(Position identification records)
_ _ _ _

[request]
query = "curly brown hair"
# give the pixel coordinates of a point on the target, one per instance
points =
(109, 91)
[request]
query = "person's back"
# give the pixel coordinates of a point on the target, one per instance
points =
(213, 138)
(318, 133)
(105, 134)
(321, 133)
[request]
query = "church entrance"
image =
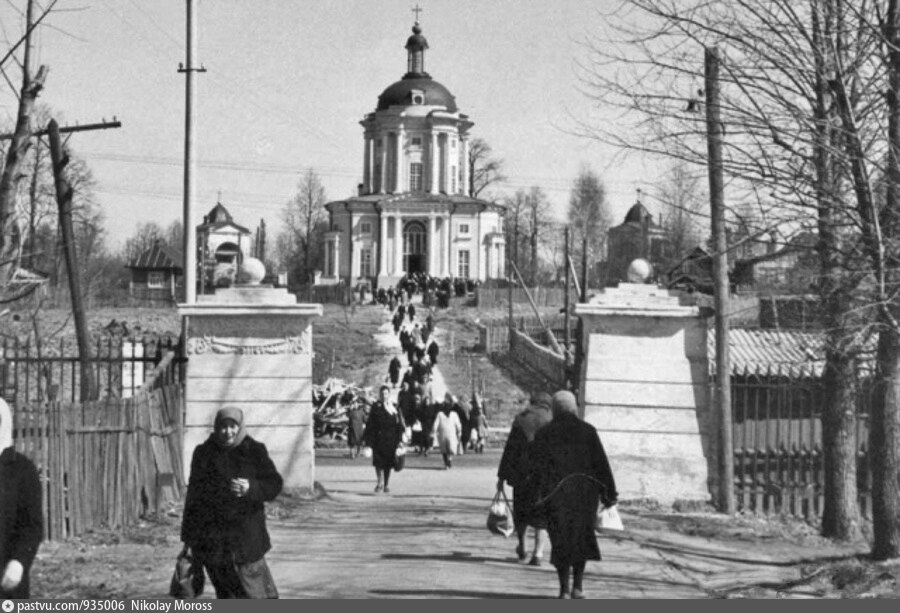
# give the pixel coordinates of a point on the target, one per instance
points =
(415, 247)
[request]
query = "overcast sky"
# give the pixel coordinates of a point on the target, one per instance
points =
(287, 83)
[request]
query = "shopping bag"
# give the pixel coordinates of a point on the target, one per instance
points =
(187, 579)
(608, 519)
(500, 520)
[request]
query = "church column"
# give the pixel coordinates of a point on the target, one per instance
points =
(464, 166)
(432, 244)
(382, 172)
(445, 247)
(367, 166)
(382, 246)
(398, 245)
(398, 170)
(435, 160)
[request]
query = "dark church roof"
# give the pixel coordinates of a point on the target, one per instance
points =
(638, 213)
(400, 93)
(219, 217)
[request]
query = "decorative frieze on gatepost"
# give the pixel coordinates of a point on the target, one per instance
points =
(251, 347)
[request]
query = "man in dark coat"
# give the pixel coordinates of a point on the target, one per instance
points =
(224, 520)
(574, 477)
(21, 522)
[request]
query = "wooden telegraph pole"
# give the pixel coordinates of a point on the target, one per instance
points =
(720, 272)
(190, 232)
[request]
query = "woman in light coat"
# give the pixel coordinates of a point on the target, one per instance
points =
(447, 430)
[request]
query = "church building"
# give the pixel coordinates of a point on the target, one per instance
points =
(413, 213)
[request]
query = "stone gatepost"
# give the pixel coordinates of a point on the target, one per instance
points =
(251, 347)
(644, 386)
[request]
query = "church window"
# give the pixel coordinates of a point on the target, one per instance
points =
(415, 177)
(365, 262)
(463, 263)
(156, 279)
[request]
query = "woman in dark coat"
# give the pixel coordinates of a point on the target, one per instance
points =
(574, 476)
(21, 523)
(384, 431)
(516, 470)
(224, 519)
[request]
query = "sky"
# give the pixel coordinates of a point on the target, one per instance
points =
(286, 84)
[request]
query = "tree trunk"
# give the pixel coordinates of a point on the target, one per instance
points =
(840, 519)
(884, 445)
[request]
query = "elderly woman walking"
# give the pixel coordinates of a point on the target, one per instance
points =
(224, 519)
(21, 523)
(384, 432)
(516, 470)
(574, 478)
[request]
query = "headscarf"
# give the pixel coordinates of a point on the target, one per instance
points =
(5, 426)
(564, 402)
(237, 416)
(535, 416)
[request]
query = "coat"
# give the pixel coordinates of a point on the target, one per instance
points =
(573, 476)
(217, 524)
(21, 522)
(384, 430)
(447, 431)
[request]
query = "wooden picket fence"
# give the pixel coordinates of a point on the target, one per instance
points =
(107, 463)
(777, 434)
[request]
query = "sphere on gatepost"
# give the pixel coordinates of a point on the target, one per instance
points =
(253, 271)
(639, 271)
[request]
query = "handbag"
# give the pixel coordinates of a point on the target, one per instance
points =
(608, 519)
(400, 457)
(187, 579)
(500, 521)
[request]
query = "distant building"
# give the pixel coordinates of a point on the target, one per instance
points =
(412, 213)
(223, 244)
(156, 275)
(637, 237)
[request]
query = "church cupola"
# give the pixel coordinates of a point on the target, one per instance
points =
(415, 48)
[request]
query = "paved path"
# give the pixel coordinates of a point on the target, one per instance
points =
(428, 539)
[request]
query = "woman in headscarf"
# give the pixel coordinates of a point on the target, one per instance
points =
(575, 477)
(447, 429)
(224, 519)
(21, 522)
(384, 431)
(516, 470)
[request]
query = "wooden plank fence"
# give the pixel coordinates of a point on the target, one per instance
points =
(105, 463)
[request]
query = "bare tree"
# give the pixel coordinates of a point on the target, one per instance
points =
(588, 214)
(303, 218)
(784, 152)
(484, 170)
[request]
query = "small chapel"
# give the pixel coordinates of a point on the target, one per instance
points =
(413, 213)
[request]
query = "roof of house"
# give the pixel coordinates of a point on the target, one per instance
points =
(767, 352)
(159, 256)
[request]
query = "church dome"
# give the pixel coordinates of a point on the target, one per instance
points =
(400, 93)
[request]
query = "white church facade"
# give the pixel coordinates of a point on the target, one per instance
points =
(412, 213)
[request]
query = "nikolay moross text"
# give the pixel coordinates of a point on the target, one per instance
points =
(164, 607)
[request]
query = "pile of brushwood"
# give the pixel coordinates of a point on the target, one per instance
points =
(331, 402)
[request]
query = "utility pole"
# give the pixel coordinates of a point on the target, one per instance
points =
(567, 333)
(64, 203)
(190, 232)
(720, 272)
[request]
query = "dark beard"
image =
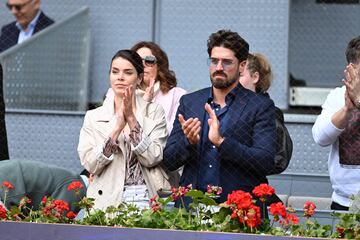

_ _ _ _

Report every line of the entries that contains the string "gatepost", taking case into account.

= TASK ANSWER =
query = "decorative frieze on gatepost"
query = "stone gatepost"
query = "sphere on gatepost"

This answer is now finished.